[Object point labels]

───

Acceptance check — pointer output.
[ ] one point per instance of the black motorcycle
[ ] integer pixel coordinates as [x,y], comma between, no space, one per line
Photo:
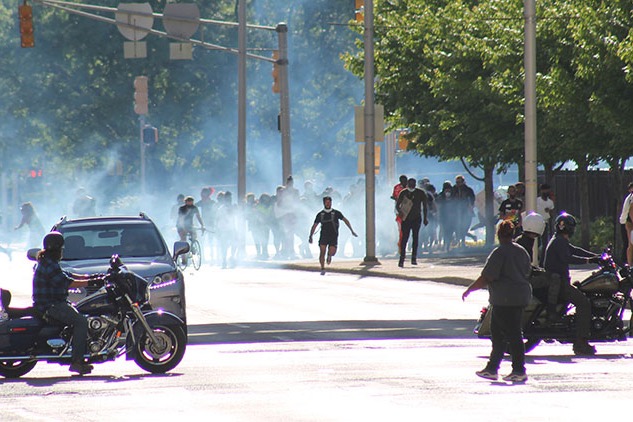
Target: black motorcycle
[609,292]
[119,322]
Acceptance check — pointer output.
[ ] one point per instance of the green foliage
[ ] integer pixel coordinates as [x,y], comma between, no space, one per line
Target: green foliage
[69,100]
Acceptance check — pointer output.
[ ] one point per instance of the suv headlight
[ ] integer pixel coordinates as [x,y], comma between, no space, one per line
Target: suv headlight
[164,279]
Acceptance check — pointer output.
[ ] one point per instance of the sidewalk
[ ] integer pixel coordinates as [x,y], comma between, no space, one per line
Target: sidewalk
[459,268]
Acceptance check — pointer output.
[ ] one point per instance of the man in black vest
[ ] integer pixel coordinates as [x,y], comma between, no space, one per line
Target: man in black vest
[412,202]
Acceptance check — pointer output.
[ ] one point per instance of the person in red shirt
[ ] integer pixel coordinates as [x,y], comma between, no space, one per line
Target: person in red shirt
[394,195]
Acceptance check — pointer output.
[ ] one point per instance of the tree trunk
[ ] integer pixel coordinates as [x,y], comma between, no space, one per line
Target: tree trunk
[490,208]
[583,192]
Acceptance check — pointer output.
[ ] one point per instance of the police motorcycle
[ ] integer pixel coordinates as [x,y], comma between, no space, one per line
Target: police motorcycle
[609,290]
[119,322]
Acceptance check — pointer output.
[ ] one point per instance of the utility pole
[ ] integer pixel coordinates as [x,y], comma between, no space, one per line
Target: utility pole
[241,95]
[284,102]
[370,141]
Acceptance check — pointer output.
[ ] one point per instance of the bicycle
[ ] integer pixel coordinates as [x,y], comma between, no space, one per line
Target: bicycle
[194,255]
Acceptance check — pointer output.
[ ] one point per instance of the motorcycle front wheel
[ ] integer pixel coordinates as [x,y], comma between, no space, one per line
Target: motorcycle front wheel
[166,354]
[530,344]
[16,368]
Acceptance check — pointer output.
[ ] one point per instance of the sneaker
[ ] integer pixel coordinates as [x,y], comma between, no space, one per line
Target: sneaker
[81,368]
[515,377]
[487,374]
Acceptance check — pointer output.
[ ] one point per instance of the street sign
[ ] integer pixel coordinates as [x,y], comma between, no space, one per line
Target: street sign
[134,20]
[379,123]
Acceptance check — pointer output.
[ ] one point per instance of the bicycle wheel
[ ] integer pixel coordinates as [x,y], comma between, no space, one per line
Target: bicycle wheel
[196,254]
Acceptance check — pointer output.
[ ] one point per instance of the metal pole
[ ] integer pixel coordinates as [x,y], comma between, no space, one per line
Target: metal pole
[241,119]
[284,100]
[370,141]
[142,152]
[530,106]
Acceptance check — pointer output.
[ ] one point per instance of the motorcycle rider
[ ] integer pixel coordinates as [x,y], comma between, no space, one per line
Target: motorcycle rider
[533,226]
[558,255]
[50,294]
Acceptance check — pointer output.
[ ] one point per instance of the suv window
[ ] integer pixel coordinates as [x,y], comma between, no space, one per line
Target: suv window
[99,241]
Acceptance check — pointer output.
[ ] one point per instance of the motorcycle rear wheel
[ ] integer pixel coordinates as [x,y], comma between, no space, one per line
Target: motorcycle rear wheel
[16,368]
[531,344]
[164,356]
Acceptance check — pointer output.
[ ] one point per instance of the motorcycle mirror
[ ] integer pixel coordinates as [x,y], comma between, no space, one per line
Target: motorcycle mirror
[31,254]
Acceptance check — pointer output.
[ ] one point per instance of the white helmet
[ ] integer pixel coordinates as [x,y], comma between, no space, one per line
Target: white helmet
[533,223]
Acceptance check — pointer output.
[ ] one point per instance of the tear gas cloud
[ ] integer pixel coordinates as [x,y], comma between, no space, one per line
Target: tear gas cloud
[337,166]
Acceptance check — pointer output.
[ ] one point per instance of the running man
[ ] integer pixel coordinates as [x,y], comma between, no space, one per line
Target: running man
[329,218]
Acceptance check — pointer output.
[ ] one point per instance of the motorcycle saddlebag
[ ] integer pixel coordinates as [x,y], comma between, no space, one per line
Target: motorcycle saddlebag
[19,334]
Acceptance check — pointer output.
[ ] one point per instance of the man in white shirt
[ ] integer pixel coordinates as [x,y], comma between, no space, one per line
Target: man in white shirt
[545,207]
[626,218]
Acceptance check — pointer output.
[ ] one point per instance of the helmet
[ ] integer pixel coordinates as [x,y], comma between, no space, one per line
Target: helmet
[534,223]
[565,223]
[53,240]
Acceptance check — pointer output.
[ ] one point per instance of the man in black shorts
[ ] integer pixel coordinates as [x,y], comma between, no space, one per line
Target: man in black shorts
[329,220]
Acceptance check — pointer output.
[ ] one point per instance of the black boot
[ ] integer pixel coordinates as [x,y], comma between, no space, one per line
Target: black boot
[552,314]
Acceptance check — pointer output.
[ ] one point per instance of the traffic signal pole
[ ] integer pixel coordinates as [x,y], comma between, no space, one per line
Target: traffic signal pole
[242,26]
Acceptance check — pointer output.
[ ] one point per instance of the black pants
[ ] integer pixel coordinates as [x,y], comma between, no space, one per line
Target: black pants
[411,224]
[65,313]
[505,328]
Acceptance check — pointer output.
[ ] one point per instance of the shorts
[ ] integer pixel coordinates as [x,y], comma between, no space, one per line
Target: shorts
[328,240]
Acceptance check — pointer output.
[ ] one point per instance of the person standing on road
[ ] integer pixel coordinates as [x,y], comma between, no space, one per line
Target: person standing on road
[402,185]
[30,219]
[328,218]
[464,198]
[412,203]
[558,255]
[50,296]
[506,274]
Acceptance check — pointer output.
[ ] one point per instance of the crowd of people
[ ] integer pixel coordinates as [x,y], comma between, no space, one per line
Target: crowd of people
[278,223]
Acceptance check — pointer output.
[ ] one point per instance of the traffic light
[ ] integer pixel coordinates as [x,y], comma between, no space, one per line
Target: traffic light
[150,135]
[25,13]
[140,95]
[360,9]
[276,87]
[403,142]
[35,173]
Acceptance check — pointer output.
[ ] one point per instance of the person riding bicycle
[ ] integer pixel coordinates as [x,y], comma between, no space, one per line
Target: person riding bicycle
[186,213]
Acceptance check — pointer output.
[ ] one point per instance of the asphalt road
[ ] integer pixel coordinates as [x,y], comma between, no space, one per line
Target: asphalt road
[271,345]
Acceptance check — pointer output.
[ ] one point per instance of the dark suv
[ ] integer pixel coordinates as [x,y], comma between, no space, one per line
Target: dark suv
[89,243]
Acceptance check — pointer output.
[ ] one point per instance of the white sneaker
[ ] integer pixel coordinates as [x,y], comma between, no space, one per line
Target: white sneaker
[515,377]
[487,374]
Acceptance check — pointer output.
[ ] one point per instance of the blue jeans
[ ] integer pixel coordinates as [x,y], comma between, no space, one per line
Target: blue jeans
[505,328]
[65,313]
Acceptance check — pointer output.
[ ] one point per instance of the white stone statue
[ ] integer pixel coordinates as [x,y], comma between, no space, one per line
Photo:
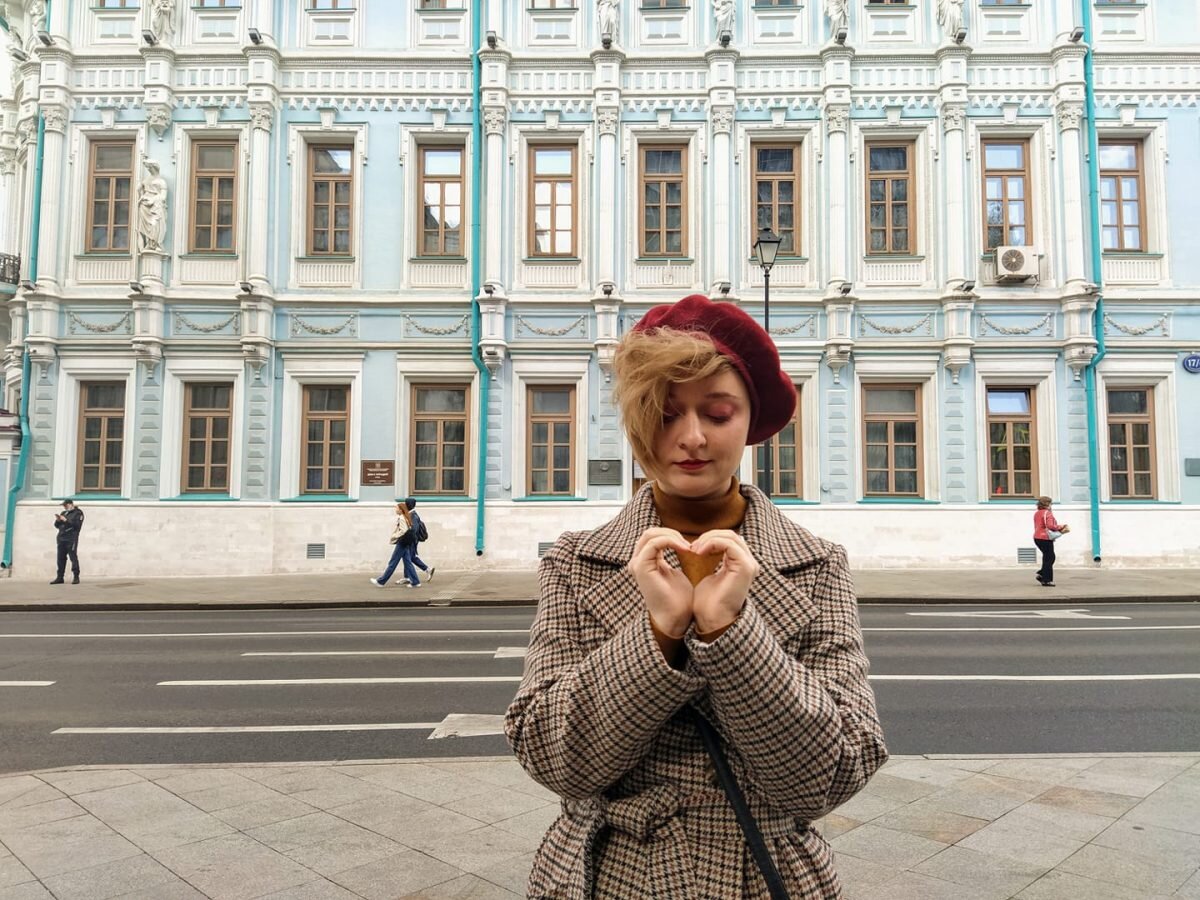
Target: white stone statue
[609,18]
[151,209]
[949,17]
[162,19]
[838,15]
[723,15]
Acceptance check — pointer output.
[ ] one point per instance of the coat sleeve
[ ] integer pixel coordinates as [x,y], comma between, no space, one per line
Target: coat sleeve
[581,720]
[805,727]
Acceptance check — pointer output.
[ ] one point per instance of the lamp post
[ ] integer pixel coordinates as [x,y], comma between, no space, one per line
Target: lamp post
[766,249]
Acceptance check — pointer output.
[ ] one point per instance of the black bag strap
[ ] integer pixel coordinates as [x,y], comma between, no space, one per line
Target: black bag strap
[712,742]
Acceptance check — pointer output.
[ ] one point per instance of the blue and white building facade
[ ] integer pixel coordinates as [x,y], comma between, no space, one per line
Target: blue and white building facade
[271,264]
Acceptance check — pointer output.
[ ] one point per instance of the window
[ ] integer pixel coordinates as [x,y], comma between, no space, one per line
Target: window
[552,202]
[1011,443]
[892,441]
[1006,178]
[664,201]
[889,198]
[327,425]
[777,185]
[551,443]
[1132,444]
[439,439]
[109,185]
[330,183]
[442,186]
[214,197]
[1121,191]
[785,465]
[208,417]
[101,437]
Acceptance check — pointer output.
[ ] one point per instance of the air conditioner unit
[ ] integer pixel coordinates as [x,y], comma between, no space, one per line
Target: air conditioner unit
[1015,264]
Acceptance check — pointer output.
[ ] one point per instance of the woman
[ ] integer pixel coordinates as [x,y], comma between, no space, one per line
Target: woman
[401,533]
[699,594]
[1043,523]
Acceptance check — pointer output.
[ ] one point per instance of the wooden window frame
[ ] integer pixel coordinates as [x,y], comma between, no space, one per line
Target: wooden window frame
[113,177]
[334,180]
[892,419]
[107,414]
[551,419]
[1127,420]
[1009,420]
[910,175]
[775,445]
[328,417]
[215,177]
[642,180]
[775,180]
[443,180]
[209,414]
[1005,175]
[441,418]
[534,180]
[1140,175]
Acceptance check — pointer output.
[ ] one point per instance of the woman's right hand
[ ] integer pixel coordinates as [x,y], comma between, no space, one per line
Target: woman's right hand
[666,589]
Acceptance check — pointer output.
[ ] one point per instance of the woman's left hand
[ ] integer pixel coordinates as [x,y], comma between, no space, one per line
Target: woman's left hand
[719,598]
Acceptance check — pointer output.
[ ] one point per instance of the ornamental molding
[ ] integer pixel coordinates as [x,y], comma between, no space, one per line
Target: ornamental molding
[1045,322]
[927,323]
[580,323]
[234,319]
[1162,324]
[123,325]
[301,327]
[437,331]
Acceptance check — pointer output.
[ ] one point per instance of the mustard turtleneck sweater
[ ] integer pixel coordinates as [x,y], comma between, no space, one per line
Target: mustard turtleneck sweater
[691,519]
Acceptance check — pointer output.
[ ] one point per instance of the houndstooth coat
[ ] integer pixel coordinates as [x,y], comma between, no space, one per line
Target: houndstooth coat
[599,719]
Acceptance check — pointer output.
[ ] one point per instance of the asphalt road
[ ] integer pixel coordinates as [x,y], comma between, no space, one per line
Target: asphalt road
[958,679]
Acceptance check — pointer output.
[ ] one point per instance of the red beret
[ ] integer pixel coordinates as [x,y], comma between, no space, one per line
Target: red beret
[747,345]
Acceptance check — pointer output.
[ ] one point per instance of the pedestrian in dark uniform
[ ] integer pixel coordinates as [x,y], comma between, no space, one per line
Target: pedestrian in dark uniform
[69,523]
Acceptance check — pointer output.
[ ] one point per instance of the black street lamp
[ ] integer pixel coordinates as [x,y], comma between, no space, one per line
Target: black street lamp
[766,249]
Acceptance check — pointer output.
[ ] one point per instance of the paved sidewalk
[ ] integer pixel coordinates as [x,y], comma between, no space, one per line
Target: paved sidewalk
[485,587]
[1036,828]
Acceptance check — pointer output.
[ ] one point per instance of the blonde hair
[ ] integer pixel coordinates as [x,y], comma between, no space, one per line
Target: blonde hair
[646,365]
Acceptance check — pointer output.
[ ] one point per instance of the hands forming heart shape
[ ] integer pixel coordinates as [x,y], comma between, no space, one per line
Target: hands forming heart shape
[671,600]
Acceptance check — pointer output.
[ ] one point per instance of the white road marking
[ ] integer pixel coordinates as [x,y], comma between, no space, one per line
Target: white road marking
[282,634]
[1020,615]
[375,653]
[247,729]
[468,725]
[1038,678]
[253,682]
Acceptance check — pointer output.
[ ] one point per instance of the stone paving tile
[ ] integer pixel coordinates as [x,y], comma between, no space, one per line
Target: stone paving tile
[1119,867]
[109,880]
[396,875]
[1065,886]
[481,849]
[976,870]
[1014,840]
[261,813]
[885,846]
[467,887]
[72,783]
[233,868]
[496,804]
[931,822]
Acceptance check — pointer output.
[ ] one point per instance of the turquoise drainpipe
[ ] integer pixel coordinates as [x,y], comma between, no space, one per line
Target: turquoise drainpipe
[477,187]
[1093,198]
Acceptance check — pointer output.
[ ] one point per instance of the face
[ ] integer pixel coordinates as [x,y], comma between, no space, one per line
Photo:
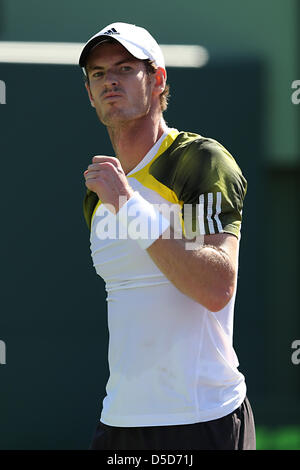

───

(STATED PROBLEM): Gather every line of the entries that contains the word "jeans" and list those lines.

(RESPONSE TO THE TASK):
[ ] one point per instance of the blue jeans
Target: blue jeans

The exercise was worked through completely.